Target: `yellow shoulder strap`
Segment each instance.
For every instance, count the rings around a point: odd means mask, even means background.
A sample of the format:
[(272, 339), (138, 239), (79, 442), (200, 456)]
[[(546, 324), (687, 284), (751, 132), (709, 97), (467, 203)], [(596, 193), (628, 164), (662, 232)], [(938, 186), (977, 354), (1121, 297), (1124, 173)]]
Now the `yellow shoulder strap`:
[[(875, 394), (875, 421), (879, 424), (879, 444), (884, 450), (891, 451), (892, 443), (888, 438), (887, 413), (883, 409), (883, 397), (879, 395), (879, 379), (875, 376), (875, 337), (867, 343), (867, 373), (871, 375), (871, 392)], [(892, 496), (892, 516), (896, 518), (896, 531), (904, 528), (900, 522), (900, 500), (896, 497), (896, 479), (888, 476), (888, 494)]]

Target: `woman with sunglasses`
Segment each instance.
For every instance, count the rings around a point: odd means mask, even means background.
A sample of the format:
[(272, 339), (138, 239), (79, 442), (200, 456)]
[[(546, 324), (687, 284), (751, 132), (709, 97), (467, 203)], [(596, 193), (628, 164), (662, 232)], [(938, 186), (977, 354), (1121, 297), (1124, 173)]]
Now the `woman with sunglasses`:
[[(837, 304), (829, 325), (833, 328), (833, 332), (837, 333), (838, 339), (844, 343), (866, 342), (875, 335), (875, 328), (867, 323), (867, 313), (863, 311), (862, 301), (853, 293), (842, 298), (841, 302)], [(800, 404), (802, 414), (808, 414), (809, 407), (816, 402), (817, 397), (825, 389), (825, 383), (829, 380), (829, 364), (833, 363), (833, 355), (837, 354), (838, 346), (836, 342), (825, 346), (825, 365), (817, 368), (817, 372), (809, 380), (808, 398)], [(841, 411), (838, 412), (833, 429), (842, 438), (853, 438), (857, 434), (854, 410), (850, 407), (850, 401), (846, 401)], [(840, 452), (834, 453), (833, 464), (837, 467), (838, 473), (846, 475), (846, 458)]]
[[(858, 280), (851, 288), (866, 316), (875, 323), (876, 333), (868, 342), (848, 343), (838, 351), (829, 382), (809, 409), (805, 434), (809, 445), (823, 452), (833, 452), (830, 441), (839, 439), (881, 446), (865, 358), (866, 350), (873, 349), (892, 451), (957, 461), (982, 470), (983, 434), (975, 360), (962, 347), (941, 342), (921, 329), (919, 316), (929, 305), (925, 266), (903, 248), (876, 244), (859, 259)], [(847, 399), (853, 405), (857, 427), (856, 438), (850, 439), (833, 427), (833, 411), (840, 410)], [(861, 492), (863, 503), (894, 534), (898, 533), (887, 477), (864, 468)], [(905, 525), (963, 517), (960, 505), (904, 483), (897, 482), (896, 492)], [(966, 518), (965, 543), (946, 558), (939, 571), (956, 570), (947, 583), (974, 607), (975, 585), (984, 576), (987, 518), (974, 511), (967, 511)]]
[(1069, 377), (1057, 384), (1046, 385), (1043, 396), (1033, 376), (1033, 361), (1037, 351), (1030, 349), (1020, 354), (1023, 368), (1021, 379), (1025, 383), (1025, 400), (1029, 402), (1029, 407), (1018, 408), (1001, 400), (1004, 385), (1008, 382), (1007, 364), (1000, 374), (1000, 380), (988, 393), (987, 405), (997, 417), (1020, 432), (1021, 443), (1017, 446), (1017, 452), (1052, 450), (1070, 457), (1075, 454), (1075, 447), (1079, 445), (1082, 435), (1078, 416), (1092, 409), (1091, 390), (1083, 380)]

- - - -

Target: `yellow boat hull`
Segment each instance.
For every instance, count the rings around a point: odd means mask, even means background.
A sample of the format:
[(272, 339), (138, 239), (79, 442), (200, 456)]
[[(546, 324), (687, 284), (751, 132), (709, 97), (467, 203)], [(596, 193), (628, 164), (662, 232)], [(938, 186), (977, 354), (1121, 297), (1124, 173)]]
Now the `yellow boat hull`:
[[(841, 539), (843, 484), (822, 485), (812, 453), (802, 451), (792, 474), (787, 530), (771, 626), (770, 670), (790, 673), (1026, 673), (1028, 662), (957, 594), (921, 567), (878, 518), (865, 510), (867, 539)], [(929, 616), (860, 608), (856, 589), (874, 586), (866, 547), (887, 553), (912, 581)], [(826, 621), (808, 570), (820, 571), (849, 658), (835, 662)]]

- - - -

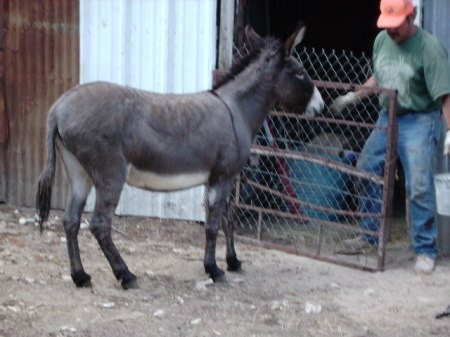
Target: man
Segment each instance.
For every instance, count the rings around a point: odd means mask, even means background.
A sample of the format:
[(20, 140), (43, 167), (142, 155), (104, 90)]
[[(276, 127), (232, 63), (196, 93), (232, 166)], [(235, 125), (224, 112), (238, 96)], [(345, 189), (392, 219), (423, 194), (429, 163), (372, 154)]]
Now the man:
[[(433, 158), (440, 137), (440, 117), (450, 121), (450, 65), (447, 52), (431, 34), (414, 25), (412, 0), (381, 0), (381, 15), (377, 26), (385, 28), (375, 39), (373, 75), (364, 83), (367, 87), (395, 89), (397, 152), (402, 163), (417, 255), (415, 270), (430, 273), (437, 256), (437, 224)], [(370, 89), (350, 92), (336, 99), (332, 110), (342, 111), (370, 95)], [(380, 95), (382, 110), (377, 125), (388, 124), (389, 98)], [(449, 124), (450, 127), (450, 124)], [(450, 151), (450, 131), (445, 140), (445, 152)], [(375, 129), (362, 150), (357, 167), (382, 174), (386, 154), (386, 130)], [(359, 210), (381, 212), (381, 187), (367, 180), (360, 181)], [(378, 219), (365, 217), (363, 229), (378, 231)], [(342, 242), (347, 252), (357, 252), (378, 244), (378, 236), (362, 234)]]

- - - -

Look over the records. Copy the lines that include the word "Target".

RESPONSE BELOW:
Target: `yellow shoulder strap`
Target: `woman with sunglasses`
Target: `yellow boat hull`
Target: man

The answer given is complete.